#### Goal:
Pull out every line of the items below that contains the word "purple", and copy each one in full.

>> begin Provided information

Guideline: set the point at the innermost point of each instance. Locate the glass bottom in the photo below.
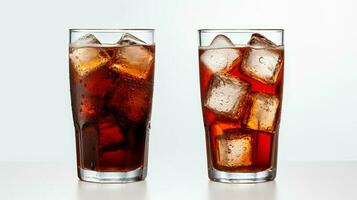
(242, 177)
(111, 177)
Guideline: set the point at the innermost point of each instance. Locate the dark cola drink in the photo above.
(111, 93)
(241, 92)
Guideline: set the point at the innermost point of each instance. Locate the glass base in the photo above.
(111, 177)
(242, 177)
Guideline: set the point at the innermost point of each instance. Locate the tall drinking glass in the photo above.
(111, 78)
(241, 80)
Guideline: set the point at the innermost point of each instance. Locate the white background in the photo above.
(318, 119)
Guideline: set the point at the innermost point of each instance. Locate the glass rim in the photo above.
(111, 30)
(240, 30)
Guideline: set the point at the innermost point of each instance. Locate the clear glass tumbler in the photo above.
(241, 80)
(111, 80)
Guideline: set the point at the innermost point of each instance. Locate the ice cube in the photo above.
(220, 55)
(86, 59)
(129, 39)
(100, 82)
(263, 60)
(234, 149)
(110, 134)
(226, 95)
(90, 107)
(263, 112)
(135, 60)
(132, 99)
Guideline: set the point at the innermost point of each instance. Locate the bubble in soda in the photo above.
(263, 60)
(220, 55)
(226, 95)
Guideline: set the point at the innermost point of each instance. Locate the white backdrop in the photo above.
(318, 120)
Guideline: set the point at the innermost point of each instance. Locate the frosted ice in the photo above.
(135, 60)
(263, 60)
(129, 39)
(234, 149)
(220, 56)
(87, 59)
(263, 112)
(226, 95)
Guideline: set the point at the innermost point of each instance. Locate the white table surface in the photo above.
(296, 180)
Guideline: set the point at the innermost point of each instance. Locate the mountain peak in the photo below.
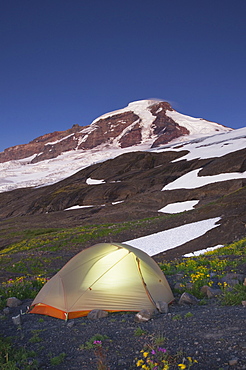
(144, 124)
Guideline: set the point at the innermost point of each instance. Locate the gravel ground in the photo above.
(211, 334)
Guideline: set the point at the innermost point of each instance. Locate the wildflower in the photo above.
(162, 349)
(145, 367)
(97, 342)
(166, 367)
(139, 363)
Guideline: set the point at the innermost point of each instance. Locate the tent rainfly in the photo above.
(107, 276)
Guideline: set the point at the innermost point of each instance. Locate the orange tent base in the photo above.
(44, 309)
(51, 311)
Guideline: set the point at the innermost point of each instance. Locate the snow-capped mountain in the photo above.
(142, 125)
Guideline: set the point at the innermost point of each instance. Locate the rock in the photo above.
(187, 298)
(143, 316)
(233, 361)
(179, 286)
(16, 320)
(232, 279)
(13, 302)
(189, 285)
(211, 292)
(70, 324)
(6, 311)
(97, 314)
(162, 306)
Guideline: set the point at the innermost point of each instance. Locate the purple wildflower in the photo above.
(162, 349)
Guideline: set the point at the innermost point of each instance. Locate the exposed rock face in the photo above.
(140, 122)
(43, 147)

>> end Provided information
>> begin Provided information

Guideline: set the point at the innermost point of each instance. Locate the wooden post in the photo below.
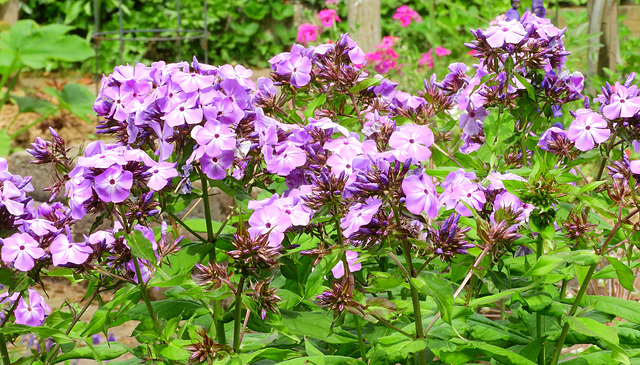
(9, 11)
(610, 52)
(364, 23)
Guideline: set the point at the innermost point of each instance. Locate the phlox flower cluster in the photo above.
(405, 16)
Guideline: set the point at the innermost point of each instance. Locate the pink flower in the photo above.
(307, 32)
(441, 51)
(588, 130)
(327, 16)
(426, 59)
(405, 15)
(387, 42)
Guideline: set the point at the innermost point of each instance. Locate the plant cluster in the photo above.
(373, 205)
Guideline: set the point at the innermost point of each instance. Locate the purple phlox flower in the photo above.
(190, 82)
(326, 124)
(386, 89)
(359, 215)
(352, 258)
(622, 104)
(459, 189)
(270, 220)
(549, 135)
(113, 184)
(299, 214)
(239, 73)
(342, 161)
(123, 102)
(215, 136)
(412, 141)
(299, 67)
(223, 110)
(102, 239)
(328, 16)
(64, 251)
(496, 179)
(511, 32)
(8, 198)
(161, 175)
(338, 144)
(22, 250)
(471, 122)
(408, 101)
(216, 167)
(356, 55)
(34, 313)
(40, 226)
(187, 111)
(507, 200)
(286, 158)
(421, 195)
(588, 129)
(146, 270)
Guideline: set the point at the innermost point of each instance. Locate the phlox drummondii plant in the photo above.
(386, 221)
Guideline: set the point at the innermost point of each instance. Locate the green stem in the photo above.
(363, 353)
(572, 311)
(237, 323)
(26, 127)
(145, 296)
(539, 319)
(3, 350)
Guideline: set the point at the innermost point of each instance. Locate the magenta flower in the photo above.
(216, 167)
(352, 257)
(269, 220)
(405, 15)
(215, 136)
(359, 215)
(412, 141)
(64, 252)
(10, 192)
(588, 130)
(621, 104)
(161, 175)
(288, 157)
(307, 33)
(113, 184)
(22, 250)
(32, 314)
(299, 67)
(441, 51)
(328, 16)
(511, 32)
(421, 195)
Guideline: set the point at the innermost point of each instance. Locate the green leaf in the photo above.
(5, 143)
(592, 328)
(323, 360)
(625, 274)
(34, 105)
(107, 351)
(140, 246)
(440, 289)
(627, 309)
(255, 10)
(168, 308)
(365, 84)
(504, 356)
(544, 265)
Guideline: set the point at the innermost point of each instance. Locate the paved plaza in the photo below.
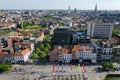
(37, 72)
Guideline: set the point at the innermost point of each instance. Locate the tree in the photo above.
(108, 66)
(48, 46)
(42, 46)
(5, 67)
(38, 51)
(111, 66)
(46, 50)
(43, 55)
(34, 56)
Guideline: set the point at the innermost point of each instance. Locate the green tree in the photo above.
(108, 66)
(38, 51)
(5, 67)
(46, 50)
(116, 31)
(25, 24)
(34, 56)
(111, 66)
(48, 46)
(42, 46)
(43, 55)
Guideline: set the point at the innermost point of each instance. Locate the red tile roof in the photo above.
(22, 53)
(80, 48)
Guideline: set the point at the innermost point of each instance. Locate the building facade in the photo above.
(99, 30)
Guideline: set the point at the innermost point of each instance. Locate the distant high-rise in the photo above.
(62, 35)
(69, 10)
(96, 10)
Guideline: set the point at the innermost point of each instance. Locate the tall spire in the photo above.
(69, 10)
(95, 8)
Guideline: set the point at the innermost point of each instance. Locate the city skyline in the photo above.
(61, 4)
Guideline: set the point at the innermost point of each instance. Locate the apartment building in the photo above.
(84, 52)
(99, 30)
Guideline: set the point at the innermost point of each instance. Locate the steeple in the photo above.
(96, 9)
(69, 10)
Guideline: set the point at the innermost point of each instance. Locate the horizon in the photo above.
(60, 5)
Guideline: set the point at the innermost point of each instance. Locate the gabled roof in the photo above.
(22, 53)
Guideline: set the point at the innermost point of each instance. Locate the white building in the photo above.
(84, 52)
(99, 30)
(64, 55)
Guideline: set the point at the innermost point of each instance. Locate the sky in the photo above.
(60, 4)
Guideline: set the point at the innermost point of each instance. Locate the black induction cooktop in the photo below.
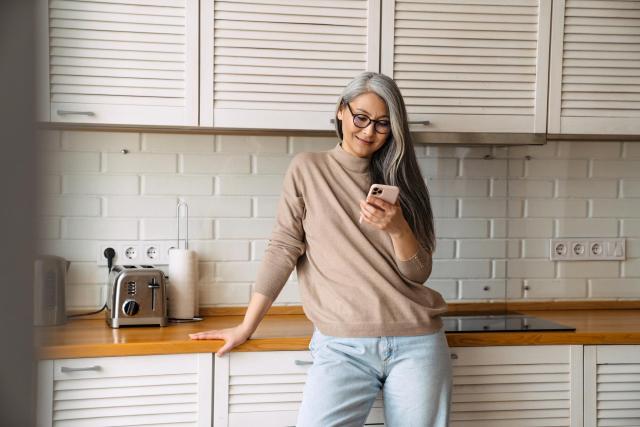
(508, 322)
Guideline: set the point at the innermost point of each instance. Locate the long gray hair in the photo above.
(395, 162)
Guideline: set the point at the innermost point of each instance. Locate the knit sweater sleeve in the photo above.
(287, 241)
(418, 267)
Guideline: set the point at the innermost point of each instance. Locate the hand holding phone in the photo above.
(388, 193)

>> end Provided information
>> begin Provided information

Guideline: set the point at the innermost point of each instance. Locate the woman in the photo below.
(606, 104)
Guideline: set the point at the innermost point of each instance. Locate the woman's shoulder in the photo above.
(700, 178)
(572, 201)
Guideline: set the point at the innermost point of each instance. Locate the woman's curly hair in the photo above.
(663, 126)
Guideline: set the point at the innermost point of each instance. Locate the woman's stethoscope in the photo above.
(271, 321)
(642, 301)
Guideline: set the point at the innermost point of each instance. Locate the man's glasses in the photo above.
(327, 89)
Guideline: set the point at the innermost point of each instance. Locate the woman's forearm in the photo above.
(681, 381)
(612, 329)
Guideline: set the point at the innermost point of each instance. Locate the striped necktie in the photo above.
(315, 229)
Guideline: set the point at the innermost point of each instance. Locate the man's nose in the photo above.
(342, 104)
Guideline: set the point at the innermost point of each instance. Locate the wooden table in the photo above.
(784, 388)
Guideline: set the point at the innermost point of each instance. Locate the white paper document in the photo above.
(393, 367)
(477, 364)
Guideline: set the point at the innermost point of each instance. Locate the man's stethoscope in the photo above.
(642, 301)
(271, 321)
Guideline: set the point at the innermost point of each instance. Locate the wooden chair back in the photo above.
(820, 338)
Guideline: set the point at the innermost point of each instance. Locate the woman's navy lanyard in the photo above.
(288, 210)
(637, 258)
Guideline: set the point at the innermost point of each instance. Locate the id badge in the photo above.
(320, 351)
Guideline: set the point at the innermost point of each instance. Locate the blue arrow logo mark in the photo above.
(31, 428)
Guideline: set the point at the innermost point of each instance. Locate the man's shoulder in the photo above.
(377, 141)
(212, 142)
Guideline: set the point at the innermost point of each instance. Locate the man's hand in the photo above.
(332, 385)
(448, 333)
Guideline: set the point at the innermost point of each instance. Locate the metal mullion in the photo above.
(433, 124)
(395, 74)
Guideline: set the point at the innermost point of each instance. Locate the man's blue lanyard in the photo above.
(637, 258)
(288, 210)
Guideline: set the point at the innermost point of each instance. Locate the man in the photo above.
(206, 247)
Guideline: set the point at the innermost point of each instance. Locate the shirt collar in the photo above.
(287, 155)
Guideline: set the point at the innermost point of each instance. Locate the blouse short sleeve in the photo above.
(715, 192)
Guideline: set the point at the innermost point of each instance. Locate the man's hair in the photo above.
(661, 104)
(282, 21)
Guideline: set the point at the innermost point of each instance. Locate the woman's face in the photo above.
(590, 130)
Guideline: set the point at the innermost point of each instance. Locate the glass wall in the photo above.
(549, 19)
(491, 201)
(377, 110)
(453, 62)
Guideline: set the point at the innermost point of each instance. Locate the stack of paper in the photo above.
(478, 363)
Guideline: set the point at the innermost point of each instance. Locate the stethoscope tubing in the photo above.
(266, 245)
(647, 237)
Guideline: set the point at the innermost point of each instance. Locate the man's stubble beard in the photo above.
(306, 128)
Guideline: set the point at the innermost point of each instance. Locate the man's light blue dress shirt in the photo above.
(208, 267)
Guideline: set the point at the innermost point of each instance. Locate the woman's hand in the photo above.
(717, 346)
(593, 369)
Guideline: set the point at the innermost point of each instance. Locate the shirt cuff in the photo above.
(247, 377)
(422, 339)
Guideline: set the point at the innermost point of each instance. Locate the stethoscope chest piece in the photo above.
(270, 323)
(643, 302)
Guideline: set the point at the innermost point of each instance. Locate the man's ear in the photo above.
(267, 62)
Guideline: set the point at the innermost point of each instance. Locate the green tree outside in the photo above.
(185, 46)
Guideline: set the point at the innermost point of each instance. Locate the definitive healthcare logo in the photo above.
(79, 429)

>> end Provided information

#### Reply:
Guideline: set the point at the innermost point of each instance. Locate the purple wildflower in the photo above.
Guideline: set the point at the innermost point of each instance. Locate the purple phlox flower in the photo above.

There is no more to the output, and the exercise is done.